TO BE DONE: Can you reproduce the stretch of the material below from the line containing "Instruction for this HIT: find and box each curb" through the line containing "232 179 480 208", swapping "curb stone" for "curbstone" and leaving everything else untouched?

EXTRACTED ENTRIES:
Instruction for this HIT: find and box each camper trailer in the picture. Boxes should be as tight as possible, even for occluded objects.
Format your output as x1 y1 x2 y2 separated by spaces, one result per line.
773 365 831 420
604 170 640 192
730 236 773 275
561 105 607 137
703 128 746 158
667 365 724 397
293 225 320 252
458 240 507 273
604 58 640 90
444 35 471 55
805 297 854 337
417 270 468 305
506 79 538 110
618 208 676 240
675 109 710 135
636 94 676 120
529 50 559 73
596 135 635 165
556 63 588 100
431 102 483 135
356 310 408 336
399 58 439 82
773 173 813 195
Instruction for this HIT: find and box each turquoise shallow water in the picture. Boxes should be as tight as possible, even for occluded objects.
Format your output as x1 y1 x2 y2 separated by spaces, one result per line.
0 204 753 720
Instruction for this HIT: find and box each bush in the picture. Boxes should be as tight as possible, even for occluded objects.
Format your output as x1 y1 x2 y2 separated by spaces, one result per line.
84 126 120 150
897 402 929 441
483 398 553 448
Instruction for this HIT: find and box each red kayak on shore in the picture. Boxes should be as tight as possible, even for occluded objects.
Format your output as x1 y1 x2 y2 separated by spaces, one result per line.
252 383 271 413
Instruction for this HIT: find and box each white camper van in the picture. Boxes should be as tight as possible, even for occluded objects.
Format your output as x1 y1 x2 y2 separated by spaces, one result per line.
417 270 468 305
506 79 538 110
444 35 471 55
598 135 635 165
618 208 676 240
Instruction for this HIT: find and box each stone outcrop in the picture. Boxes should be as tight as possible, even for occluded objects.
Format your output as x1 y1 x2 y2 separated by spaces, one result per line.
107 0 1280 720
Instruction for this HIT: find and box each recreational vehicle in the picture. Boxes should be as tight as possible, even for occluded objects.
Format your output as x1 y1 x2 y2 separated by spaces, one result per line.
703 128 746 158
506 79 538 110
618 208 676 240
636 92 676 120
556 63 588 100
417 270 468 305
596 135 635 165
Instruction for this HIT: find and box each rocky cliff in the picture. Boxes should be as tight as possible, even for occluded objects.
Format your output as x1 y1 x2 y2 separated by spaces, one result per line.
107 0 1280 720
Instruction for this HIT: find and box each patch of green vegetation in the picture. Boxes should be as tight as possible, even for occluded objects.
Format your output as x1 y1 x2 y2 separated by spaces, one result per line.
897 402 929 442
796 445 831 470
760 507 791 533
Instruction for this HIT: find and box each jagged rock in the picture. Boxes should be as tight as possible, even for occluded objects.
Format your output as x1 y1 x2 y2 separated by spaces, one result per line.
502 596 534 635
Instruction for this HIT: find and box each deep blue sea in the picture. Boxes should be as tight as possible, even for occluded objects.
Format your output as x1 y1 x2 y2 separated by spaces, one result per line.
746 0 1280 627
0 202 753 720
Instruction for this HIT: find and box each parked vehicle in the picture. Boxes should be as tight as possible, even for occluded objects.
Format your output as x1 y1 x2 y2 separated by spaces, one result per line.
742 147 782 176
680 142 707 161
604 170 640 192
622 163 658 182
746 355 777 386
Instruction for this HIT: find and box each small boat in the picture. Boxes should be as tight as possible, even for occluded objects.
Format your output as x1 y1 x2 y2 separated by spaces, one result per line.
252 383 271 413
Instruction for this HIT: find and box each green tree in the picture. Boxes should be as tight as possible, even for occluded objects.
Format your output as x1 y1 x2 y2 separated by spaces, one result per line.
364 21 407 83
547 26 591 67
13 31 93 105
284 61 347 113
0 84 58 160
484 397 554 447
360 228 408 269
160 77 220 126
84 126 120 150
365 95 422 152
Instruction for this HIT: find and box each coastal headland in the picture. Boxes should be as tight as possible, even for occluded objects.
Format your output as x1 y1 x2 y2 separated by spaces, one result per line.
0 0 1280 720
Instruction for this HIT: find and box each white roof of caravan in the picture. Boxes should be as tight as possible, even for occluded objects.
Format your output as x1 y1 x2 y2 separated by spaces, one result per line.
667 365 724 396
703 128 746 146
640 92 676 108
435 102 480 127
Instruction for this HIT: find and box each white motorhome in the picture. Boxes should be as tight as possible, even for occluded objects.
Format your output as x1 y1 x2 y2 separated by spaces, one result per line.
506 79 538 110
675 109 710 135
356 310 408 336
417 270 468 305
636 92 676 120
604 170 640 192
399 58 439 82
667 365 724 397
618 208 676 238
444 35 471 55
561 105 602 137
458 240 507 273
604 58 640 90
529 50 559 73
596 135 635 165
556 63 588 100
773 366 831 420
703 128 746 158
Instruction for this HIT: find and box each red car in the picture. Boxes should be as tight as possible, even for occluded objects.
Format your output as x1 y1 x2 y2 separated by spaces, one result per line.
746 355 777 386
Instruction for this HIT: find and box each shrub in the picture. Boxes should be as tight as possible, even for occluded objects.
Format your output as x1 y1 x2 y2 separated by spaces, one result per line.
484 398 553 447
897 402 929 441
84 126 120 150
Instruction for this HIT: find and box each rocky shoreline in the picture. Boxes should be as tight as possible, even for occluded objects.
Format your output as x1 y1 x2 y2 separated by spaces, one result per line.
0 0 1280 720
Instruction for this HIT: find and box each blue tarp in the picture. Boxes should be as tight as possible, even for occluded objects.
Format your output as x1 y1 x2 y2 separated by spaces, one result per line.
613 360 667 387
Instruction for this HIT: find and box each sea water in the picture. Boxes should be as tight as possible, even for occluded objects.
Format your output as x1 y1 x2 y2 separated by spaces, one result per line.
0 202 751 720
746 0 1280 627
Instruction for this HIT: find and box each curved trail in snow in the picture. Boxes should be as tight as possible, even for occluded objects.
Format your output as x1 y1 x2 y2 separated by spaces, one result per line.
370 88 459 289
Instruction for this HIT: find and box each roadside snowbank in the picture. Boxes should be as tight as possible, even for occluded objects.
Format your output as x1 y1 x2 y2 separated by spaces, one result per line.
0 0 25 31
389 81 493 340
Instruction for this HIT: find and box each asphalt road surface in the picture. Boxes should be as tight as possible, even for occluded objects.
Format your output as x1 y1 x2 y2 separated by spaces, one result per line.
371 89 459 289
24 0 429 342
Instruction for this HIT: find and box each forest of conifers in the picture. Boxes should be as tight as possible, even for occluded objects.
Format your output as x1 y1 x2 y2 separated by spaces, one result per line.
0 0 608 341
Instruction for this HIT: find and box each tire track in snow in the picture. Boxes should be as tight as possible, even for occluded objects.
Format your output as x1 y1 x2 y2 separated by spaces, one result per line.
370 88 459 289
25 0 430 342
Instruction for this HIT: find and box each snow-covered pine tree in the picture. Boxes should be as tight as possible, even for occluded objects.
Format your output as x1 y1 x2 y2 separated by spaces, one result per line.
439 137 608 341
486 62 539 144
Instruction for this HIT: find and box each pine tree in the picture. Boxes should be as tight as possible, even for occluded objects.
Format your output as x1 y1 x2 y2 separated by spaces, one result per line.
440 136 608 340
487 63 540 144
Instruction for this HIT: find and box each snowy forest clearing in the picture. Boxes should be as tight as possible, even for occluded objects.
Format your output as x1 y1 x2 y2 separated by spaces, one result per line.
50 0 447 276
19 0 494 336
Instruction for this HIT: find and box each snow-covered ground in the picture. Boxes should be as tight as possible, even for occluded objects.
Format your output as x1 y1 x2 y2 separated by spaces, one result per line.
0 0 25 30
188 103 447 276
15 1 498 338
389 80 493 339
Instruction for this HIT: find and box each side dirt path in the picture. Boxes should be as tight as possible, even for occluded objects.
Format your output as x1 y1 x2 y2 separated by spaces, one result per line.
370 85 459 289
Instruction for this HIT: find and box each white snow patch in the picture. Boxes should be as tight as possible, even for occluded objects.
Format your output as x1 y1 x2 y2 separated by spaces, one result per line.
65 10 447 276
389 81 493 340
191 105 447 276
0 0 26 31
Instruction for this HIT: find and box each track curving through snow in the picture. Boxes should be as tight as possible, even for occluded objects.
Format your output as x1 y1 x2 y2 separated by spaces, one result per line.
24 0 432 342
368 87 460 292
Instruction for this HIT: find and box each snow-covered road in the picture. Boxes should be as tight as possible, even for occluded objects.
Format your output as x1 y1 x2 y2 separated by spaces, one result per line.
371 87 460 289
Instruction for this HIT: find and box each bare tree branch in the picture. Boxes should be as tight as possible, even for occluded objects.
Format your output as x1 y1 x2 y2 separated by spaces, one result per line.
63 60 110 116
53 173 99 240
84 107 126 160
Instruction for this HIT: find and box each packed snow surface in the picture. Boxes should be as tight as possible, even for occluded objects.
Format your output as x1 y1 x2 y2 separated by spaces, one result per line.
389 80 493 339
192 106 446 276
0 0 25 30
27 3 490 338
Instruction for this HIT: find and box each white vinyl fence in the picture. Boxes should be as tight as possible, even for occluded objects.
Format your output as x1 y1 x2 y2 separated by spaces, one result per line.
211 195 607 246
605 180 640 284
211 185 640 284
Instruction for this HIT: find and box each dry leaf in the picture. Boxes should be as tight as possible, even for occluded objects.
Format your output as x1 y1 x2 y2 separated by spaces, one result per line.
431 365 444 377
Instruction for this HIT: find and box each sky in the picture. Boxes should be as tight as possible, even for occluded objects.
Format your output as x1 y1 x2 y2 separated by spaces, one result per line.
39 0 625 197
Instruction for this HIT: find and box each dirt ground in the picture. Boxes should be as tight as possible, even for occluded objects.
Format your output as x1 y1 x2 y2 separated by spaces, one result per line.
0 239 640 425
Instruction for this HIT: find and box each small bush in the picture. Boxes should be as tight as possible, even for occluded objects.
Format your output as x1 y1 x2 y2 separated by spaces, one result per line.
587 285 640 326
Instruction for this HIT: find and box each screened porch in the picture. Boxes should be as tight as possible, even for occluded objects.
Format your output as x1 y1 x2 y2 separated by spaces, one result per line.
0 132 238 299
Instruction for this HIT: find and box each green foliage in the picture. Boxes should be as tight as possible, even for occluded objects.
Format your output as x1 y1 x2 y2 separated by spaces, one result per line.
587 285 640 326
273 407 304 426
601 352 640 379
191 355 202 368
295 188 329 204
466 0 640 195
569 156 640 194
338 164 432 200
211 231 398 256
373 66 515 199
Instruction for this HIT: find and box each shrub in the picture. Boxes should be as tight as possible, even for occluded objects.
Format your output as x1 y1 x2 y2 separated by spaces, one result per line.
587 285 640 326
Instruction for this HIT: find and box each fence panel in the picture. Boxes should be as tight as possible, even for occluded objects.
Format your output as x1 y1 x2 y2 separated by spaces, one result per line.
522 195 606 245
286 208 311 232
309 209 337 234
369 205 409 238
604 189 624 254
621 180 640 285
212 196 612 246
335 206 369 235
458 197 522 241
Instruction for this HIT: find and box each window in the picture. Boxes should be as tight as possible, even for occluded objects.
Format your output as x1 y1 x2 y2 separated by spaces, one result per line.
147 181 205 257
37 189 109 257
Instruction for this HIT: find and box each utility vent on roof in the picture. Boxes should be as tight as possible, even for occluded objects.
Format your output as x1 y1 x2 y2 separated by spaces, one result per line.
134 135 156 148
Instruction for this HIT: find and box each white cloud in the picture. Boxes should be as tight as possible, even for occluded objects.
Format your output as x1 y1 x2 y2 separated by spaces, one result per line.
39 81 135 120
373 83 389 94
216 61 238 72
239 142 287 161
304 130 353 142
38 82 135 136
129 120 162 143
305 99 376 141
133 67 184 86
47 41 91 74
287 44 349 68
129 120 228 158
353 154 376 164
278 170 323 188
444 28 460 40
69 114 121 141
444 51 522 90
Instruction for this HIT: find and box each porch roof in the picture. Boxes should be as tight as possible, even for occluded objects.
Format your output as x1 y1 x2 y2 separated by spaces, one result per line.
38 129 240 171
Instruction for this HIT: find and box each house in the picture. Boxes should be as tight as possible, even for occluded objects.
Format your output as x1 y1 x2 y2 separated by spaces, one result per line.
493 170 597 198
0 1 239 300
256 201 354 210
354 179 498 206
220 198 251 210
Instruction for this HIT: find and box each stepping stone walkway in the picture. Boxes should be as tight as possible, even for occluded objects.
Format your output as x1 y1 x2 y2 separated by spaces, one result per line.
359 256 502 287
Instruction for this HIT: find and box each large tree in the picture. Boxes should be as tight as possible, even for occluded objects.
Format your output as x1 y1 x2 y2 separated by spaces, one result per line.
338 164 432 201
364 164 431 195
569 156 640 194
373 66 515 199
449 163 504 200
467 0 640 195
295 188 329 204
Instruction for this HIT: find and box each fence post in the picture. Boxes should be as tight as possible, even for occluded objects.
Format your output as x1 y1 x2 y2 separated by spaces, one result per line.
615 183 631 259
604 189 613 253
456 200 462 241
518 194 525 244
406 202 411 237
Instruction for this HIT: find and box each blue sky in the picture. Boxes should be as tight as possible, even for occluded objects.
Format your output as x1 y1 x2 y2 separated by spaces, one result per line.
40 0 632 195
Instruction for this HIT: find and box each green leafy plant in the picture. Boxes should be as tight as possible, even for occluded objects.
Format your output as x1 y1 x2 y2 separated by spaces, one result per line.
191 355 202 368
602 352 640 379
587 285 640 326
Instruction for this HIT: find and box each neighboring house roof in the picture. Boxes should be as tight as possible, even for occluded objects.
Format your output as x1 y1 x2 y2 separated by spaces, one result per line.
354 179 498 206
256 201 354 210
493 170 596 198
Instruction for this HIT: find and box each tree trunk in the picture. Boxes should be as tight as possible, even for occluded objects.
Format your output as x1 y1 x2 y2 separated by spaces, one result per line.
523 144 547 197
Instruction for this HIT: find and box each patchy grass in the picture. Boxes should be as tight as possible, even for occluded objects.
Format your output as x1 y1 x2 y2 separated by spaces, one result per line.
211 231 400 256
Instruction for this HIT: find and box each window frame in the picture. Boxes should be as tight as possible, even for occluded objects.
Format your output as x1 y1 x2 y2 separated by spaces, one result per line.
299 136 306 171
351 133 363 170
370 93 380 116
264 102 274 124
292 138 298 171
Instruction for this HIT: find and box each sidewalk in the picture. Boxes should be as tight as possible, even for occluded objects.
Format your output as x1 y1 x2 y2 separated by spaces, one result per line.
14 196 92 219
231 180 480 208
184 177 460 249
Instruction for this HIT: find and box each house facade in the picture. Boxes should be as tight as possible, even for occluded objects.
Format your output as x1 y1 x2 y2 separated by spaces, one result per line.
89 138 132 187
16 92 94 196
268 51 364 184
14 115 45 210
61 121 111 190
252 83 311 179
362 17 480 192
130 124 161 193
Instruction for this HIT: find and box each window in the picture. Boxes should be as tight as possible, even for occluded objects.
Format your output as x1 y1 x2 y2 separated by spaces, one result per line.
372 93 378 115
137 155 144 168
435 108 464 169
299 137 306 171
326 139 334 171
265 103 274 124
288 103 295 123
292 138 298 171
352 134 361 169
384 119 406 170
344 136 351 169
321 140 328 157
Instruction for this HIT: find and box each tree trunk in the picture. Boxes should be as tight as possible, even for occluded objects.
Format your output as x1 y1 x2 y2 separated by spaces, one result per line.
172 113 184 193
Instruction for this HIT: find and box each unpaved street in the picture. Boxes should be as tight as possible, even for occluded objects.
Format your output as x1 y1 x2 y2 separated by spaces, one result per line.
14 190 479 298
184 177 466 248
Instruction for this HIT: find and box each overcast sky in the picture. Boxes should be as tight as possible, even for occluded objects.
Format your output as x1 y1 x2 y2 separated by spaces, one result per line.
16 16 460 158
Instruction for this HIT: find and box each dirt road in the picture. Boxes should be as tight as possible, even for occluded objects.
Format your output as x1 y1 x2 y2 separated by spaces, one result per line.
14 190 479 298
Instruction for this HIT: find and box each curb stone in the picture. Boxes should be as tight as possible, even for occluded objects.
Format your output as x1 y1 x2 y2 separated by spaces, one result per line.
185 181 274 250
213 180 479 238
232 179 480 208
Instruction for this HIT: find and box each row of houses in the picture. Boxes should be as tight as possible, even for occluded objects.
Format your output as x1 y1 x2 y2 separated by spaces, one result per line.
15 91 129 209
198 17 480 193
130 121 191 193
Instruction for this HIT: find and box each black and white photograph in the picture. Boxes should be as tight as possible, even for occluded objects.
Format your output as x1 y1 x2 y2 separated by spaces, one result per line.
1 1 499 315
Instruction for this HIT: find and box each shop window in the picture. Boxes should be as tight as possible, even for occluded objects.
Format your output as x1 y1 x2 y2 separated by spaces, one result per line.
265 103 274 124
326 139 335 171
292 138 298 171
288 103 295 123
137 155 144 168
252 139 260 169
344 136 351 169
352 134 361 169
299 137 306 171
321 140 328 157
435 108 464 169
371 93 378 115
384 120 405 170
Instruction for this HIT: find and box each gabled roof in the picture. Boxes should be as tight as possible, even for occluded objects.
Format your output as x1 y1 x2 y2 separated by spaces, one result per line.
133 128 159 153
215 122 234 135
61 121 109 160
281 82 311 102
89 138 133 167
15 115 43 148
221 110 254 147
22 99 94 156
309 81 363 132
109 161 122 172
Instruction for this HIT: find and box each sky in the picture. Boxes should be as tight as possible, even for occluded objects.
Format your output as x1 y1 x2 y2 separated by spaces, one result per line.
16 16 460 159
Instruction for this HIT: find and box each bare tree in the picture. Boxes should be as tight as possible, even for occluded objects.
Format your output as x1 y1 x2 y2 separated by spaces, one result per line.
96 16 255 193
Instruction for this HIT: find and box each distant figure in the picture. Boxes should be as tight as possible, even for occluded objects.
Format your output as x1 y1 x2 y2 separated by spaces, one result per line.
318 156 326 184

ANSWER:
Instruction for this HIT: find and box each curbstone in the picture. Boxes should be as tight as possible, even for occluded objects.
Format your output as x1 y1 x2 y2 separated by spaces, one result per line.
185 181 274 250
213 180 479 238
232 179 480 208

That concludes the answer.